— WRITTEN REQUEST —
Copy all the rows below word for word, omitting the pictures.

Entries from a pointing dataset
..............................

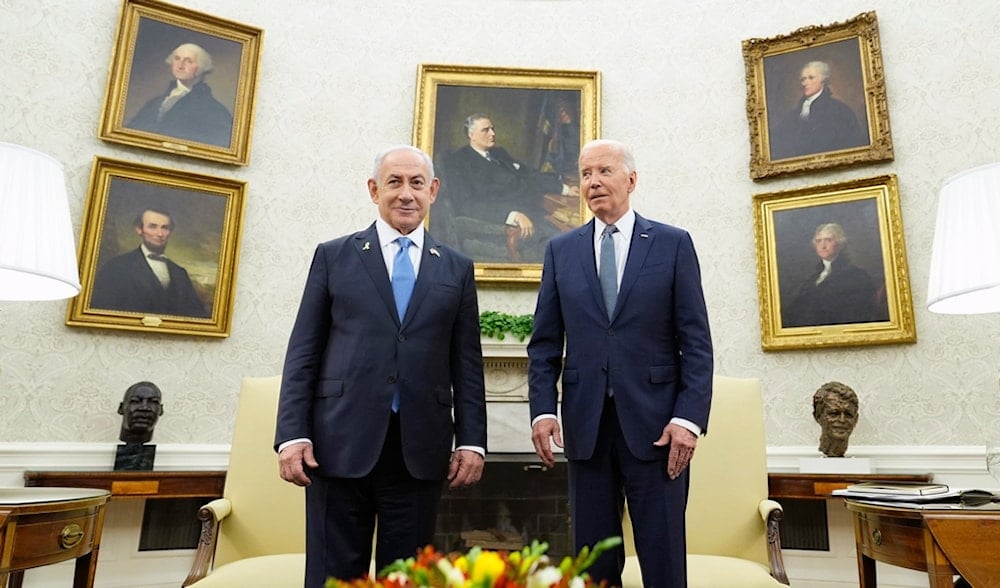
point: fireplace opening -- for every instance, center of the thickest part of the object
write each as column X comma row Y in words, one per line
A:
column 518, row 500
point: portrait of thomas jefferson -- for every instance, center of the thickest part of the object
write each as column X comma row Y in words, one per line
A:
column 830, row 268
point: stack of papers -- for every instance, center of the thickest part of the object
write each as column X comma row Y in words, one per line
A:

..............................

— OUTPUT OF THE EXERCISE —
point: fireplace opening -- for every instance, center of the thickest part of the object
write each as column X comma row Y in words, one per line
A:
column 518, row 500
point: portrait of thomas jefferson -- for every instance, center of the thickest part of the object
write each as column X comma row Y in words, one per line
A:
column 830, row 268
point: stack of papers -- for every instance, center of the thickest part of the object
write each as column X comma row Y in words, one per line
A:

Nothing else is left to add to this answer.